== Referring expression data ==
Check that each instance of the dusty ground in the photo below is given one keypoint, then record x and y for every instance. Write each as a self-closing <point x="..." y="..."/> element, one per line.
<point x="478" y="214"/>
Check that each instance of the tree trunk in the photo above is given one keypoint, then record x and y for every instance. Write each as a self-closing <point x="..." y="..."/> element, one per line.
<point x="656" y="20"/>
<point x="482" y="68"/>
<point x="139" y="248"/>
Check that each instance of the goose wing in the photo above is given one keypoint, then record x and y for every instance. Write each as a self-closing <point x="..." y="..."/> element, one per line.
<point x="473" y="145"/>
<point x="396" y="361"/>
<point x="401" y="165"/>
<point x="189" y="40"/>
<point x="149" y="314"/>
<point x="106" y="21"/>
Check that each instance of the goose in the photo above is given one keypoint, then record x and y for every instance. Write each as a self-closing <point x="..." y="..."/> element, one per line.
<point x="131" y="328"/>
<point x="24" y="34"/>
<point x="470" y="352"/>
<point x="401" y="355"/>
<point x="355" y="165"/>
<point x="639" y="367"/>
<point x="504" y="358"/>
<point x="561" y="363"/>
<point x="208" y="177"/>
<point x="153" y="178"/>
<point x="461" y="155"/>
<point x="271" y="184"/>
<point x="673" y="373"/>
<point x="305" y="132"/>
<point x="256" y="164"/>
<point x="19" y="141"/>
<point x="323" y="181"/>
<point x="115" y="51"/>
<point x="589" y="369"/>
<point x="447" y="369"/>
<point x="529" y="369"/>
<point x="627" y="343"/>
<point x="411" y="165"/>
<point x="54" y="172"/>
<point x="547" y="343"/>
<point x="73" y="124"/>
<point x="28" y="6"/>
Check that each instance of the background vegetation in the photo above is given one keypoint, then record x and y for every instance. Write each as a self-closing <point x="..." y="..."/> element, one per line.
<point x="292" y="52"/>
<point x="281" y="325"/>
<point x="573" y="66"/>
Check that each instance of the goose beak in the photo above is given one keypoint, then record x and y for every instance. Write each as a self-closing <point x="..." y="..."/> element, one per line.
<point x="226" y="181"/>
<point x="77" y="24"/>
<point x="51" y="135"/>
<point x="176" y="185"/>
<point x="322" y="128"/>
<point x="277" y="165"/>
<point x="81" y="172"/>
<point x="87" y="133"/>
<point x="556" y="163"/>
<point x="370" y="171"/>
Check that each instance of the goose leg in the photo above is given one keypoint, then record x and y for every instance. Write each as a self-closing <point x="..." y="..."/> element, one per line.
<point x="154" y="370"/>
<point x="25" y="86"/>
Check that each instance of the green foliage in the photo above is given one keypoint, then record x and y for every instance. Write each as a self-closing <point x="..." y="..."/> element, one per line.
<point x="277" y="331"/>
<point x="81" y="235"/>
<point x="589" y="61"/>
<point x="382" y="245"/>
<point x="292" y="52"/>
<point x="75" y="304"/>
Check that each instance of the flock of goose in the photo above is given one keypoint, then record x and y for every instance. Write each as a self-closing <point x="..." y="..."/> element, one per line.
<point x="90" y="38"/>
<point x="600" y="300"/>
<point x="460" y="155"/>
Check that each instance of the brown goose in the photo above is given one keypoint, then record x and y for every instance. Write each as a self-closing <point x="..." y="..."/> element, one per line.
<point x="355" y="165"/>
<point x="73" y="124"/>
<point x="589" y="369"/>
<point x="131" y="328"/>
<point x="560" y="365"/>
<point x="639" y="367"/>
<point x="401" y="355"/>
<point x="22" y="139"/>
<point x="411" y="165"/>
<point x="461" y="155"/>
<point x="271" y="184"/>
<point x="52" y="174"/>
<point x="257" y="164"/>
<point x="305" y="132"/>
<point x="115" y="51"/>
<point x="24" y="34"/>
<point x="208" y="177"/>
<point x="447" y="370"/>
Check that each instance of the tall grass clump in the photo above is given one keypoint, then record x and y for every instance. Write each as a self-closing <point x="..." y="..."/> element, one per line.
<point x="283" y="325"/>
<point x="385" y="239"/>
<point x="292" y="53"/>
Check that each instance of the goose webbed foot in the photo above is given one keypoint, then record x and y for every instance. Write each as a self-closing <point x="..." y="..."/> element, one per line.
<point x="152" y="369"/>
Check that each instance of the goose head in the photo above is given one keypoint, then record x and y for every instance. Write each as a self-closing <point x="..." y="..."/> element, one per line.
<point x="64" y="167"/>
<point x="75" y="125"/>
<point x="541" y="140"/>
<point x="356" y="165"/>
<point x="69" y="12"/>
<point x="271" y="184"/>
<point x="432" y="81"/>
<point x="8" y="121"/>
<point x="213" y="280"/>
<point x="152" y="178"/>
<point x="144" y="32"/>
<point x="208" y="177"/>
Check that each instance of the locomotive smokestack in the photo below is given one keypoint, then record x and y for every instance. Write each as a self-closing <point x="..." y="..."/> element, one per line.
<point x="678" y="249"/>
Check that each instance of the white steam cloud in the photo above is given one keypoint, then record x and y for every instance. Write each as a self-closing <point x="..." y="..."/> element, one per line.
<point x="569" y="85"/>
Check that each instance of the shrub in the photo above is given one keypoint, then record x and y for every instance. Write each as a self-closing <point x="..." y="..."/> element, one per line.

== Exercise aim ==
Take the lines above and print them exactly.

== Response to this exercise ==
Check that each instance of the dusty ground in the photo below is given one keypoint, then record x and y for every instance. Write each as a self-closing <point x="..." y="..."/> element, one per line.
<point x="478" y="214"/>
Check that each instance of the tree trunk in the photo above is given one keypoint, then record x and y for every instance. Write each as a self-closing <point x="..." y="..."/> element, one per line.
<point x="656" y="20"/>
<point x="482" y="68"/>
<point x="139" y="248"/>
Check that each instance of the goose wing in the photo above is given one keypoint, then record x and y for every instance. Write each as a self-closing <point x="..." y="..."/> element, one per line.
<point x="473" y="145"/>
<point x="396" y="361"/>
<point x="401" y="165"/>
<point x="189" y="40"/>
<point x="149" y="314"/>
<point x="106" y="21"/>
Check that each instance of the goose in the photo above is given one keypoint, then record x and y for every instance. Write each as a self-closing <point x="..." y="..."/> element, one per line.
<point x="131" y="328"/>
<point x="24" y="34"/>
<point x="470" y="352"/>
<point x="401" y="355"/>
<point x="355" y="165"/>
<point x="639" y="367"/>
<point x="504" y="358"/>
<point x="561" y="363"/>
<point x="208" y="177"/>
<point x="153" y="178"/>
<point x="461" y="155"/>
<point x="271" y="184"/>
<point x="673" y="373"/>
<point x="305" y="132"/>
<point x="256" y="164"/>
<point x="19" y="141"/>
<point x="323" y="181"/>
<point x="115" y="51"/>
<point x="589" y="369"/>
<point x="447" y="369"/>
<point x="529" y="369"/>
<point x="627" y="343"/>
<point x="411" y="165"/>
<point x="54" y="172"/>
<point x="547" y="343"/>
<point x="73" y="124"/>
<point x="28" y="6"/>
Check that each instance of the background vegetation in the photo above is given one keypoint, then record x and y for every instance. Write each as a self-closing <point x="..." y="..."/> element, one per line.
<point x="292" y="52"/>
<point x="281" y="325"/>
<point x="573" y="66"/>
Check that each instance of the goose beak in the photo above is given one keypoint, then record x and y for every instance. Write each as a self-closing <point x="..." y="..."/> element, one per line.
<point x="226" y="181"/>
<point x="77" y="24"/>
<point x="51" y="135"/>
<point x="176" y="185"/>
<point x="322" y="128"/>
<point x="277" y="165"/>
<point x="81" y="172"/>
<point x="87" y="133"/>
<point x="556" y="163"/>
<point x="370" y="171"/>
Check that each instance of the goose leg in the photo above is given one keypoint, then record x and y for every instance. Write each as a self-closing <point x="..." y="..."/> element, one per line.
<point x="154" y="370"/>
<point x="25" y="86"/>
Check that each instance of the green foliage in the photo above is given one keypoint, then record x and y for every instance. Write each as a self-closing <point x="..." y="..."/> element, one per line.
<point x="277" y="331"/>
<point x="81" y="235"/>
<point x="589" y="61"/>
<point x="382" y="245"/>
<point x="292" y="52"/>
<point x="75" y="304"/>
Check that each instance of the flock of goose in the photo above is given one keypoint, then record x and y for every instance. Write each as a self-closing <point x="..." y="..."/> element, one per line.
<point x="90" y="38"/>
<point x="600" y="300"/>
<point x="460" y="155"/>
Check that each instance of the brown goose in the photo above is given one keypoint, then record x and y for every instance. Write each as a self-closing <point x="..." y="..."/> element, one per line.
<point x="355" y="165"/>
<point x="73" y="124"/>
<point x="589" y="369"/>
<point x="131" y="328"/>
<point x="560" y="365"/>
<point x="639" y="367"/>
<point x="401" y="355"/>
<point x="22" y="139"/>
<point x="411" y="165"/>
<point x="461" y="155"/>
<point x="271" y="184"/>
<point x="52" y="174"/>
<point x="257" y="164"/>
<point x="305" y="132"/>
<point x="115" y="51"/>
<point x="24" y="34"/>
<point x="208" y="177"/>
<point x="447" y="370"/>
Check that each instance of the tall grass clump in the photo above is given one keypoint, then record x and y for every instance. Write each as a self-closing <point x="..." y="..."/> element, one per line.
<point x="283" y="325"/>
<point x="385" y="239"/>
<point x="292" y="53"/>
Check that each instance of the goose webbed foot in the photo above is given one keypoint, then record x and y for every instance. Write each as a self-closing <point x="..." y="..."/> element, one per line.
<point x="152" y="369"/>
Check that each instance of the goose head in the photo above is given one keypoint, then record x and y for every instance. Write each as a self-closing <point x="..." y="..."/> element, one per line.
<point x="64" y="167"/>
<point x="75" y="125"/>
<point x="541" y="140"/>
<point x="356" y="165"/>
<point x="69" y="12"/>
<point x="271" y="184"/>
<point x="432" y="81"/>
<point x="8" y="121"/>
<point x="213" y="280"/>
<point x="152" y="178"/>
<point x="144" y="32"/>
<point x="208" y="177"/>
Check that each instance of the locomotive smokestack in the photo below is given one keypoint, then record x and y for every instance. Write each as a self-closing <point x="..." y="..."/> element, one per line.
<point x="678" y="249"/>
Check that each instance of the white steam cloud in the photo above is given one keypoint, then record x and y for every instance. Write each as a self-closing <point x="..." y="..."/> element, one per line.
<point x="569" y="85"/>
Check that each instance of the shrub in the photo above is given one keypoint, then record x and y for every instance. Write each as a self-closing <point x="..." y="..."/> element, one per line.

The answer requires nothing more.